(Activity)
The answer should contain all of the data, retyped without any alteration.

::::

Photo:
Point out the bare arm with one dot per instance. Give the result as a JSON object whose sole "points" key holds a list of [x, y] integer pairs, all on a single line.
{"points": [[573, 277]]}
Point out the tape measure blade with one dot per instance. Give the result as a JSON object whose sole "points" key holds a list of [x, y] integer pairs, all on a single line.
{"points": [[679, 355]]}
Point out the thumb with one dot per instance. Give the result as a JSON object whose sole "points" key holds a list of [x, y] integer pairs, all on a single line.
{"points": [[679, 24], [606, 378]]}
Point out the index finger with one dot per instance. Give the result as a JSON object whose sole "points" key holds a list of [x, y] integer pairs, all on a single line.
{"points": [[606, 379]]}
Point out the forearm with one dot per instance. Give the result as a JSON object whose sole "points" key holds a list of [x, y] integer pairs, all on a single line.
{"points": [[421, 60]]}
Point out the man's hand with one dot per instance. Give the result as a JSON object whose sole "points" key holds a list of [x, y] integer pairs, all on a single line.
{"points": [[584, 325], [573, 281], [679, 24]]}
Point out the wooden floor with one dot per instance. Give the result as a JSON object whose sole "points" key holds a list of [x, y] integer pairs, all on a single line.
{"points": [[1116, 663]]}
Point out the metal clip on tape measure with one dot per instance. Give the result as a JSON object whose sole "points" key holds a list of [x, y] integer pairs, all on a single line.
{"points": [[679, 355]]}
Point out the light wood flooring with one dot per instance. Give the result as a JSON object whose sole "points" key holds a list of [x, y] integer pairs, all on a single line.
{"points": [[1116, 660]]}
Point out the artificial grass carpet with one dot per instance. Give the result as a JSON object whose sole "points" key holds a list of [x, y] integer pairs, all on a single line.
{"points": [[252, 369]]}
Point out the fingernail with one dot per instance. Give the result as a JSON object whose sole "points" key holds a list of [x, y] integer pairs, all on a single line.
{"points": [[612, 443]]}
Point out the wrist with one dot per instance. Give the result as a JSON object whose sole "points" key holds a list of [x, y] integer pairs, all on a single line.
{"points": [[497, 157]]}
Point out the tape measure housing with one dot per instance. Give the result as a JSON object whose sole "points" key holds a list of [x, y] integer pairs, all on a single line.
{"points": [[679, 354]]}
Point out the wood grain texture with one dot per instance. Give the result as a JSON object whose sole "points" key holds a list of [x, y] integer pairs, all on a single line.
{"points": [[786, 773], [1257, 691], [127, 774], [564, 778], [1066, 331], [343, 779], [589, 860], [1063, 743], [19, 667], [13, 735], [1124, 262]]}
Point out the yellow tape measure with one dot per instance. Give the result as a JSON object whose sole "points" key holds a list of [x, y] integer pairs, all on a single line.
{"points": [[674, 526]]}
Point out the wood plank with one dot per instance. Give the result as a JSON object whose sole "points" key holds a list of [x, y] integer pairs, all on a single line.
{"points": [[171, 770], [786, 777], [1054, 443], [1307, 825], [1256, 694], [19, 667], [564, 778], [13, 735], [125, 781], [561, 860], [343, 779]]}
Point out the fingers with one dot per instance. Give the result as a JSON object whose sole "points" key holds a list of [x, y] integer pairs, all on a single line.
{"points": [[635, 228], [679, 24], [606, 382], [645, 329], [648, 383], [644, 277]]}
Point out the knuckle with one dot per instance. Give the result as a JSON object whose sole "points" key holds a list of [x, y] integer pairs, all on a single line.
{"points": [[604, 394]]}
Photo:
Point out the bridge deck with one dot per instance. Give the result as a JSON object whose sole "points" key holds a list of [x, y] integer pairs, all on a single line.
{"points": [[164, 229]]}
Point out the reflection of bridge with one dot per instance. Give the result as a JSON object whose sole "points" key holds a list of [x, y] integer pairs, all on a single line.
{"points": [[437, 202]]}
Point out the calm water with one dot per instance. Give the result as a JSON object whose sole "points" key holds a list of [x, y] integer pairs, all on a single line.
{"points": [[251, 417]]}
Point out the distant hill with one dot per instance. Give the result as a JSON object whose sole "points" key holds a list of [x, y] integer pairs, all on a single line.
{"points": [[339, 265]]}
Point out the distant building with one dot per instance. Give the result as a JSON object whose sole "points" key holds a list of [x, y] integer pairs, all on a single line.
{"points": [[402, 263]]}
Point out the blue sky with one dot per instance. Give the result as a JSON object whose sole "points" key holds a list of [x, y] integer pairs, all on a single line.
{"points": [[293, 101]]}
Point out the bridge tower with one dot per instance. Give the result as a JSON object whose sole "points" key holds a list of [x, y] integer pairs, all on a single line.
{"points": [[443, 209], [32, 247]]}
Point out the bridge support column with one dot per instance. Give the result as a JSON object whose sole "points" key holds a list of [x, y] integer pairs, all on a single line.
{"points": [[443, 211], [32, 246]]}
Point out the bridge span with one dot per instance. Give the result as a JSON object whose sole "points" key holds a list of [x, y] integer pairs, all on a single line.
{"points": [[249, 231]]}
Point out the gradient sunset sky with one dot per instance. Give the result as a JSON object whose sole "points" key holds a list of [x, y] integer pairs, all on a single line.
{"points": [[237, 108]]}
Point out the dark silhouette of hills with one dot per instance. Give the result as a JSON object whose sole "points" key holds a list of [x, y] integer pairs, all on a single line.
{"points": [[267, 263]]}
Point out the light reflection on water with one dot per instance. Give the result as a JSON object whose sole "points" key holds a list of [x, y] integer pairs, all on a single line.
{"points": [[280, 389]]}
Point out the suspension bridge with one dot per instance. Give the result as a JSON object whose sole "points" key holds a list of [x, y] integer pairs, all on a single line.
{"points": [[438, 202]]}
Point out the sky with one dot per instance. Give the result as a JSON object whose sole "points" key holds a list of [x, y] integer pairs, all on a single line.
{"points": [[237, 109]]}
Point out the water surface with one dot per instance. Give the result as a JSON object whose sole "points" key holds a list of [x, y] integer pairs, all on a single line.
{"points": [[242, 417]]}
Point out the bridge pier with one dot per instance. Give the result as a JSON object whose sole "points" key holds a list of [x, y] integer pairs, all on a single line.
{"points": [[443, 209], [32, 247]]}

::::

(Task response)
Photo:
Point out the bare arm with one dot per instance. Give the result as a JSON object whose sole "points" key holds a list of [x, y] integer pairs, all on a single line.
{"points": [[573, 277]]}
Point out the tape measure blade with one dot per instance. Give the result as a JSON object whose sole "points" key holds a list of [x, y] integer pairs, all on a single line.
{"points": [[679, 355]]}
Point out the thumb with one dot per instance. Give the result as a JSON object whose sole "points" key holds a list of [x, y] integer pairs, all on a single line.
{"points": [[679, 24], [606, 378]]}
Point out the index finger with one dot per instance. Give the result as a JSON object whose sole "points" key holds a list of [x, y] integer pairs, all on a single line.
{"points": [[606, 379]]}
Point out the forearm with one dot per instance. Give the result as a JSON object whose sole "points" key holds a list of [x, y] integer pairs, all on a single line.
{"points": [[421, 60]]}
Point out the man's hand with one dot per instance. Give the result as a JSON object whose sole "points" key holds a list of [x, y] integer pairs, all on a single line.
{"points": [[584, 325], [573, 281], [679, 24]]}
Point out the wooden floor with one dot per instance. Give the result as a JSON object whose sole "points" key holds a list of [x, y] integer pairs, all on a single line.
{"points": [[1116, 663]]}
Point out the metal clip on tape measure with one dot per instance. Give the result as a JSON object whose sole "points" key holds a list of [x, y] integer pairs, all on a single line.
{"points": [[679, 355]]}
Point out the light wood flooring with one dot per instance. Give the result as a JSON object whose sole "points" key holds a list of [x, y] integer pairs, all on a single line.
{"points": [[1116, 660]]}
Point out the artificial grass carpet with one dot per instance. Give the result as a JSON object whose sole "points" key holds a list of [x, y] integer pairs, all on a single line.
{"points": [[252, 369]]}
Point out the fingernail with one dot per instance. Give the result as a JSON object whose sole "points" key holds a list of [x, y] integer pairs, all on a single line.
{"points": [[612, 443]]}
Point out the wrist with one dot per instance. Give the result as a JSON object whose sole "points" key holds a list of [x, y] integer pairs, all on a single line.
{"points": [[497, 157]]}
Point out the tape measure housing with one dot per instance. Give the result as a JSON object whose sole "points" key holds a list of [x, y] integer pairs, all on a single line.
{"points": [[679, 354]]}
Point out the wood grain texture with one dot per instance. Give the result as a JSON object whose sole "points" key holds a list of [x, y] integer pairs, all on a single line.
{"points": [[786, 773], [1257, 691], [127, 774], [564, 778], [1066, 331], [343, 779], [589, 860], [1063, 743], [19, 667], [13, 735], [1124, 262]]}
Point out the yellow tape measure with one dot per instance. Give the result as a JSON object whose sole "points" key holds a list of [x, y] integer pairs, all on a single line.
{"points": [[674, 526]]}
Point out the wood plank with one dot per instance. Give the result as a JSON object whose sole "points" key holds a list of [x, y] integer pairs, all on a single line.
{"points": [[171, 770], [786, 777], [1054, 443], [1307, 825], [1256, 694], [19, 667], [564, 778], [13, 735], [125, 781], [561, 860], [343, 779]]}
Point out the fingers with one dot per instance. Give the result as a JSON object whose sole "points" key holds a list of [x, y] integer pairs, all on a single line.
{"points": [[635, 228], [679, 24], [606, 382], [645, 329], [648, 383], [644, 277]]}
Point out the knuckle with one dot per instance. Give the result as a JSON object whose sole "points" key holds a list of [x, y] integer pairs, all on a single line.
{"points": [[604, 394]]}
Photo:
Point out the bridge deck with one dot per instance. Give the result as a JSON object whose sole "points" key holds a list of [x, y] integer pairs, all on a single line.
{"points": [[164, 229]]}
Point out the reflection of bridge with one dot per instance. Give the result as a JSON object whose sole "points" key holds a list of [x, y] integer pairs, all on a single line.
{"points": [[437, 202]]}
Point out the calm water with one dot per instance. Give the result as a JSON object whose sole "points" key holds a list of [x, y] integer pairs, all on a single line.
{"points": [[251, 417]]}
Point out the distant hill with one dot per instance. Give the result as a JSON object whose sole "points" key holds a list of [x, y] integer pairs, all on a single line.
{"points": [[339, 265]]}
Point out the distant building with one dot per instance. Give the result as a JSON object whose sole "points" key holds a list of [x, y] integer pairs, all on a single line.
{"points": [[402, 263]]}
Point out the blue sky with one dot per instance. Give the result as a JSON object whose sole "points" key holds a list of [x, y] integer pairs, all on a single line.
{"points": [[293, 101]]}
Point out the bridge tower with one dot per instance. Give the result as a JSON object whose sole "points" key holds a list of [x, y] integer pairs, all on a single line.
{"points": [[443, 209], [32, 247]]}
Point out the bridge support column with one dot per instance. Give the result as a JSON object whose sole "points" key holds a list of [x, y] integer pairs, all on a single line.
{"points": [[443, 211], [32, 246]]}
Point out the bridge span with one dot per instance. Give the result as a JSON object whose sole "points" key holds a list of [x, y] integer pairs, all on a single line.
{"points": [[249, 231]]}
Point out the gradient sunset sky with one dot per instance. Give the result as a JSON object whose sole "points" key holds a list of [x, y] integer pairs, all on a single line.
{"points": [[237, 108]]}
Point out the dark silhouette of hills with one dot per instance. Give the result as a JSON object whose sole "points" key holds a list of [x, y] integer pairs, all on a single line.
{"points": [[267, 263]]}
Point out the light reflection on water with one dot per instance. Give the result as a JSON object whose sole "points" key holds a list of [x, y] integer pairs, all on a single line.
{"points": [[280, 389]]}
Point out the suspension bridge with one dot per instance. Give the result as a JSON object whose sole "points" key holds a list of [x, y] integer pairs, all on a single line.
{"points": [[438, 202]]}
Point out the sky with one dot per instance. Give the result as a JSON object whose sole "points" key holds a list of [x, y] integer pairs, all on a single line.
{"points": [[237, 109]]}
Point out the water surface with one dot per instance. Give the result as a JSON object whose sole "points" key holds a list of [x, y] integer pairs, all on a single line.
{"points": [[242, 417]]}
Point out the bridge pier with one dot per instance. Give the result as a JSON object whose sole "points" key holds a list of [x, y] integer pairs, all on a single line.
{"points": [[443, 209], [32, 247]]}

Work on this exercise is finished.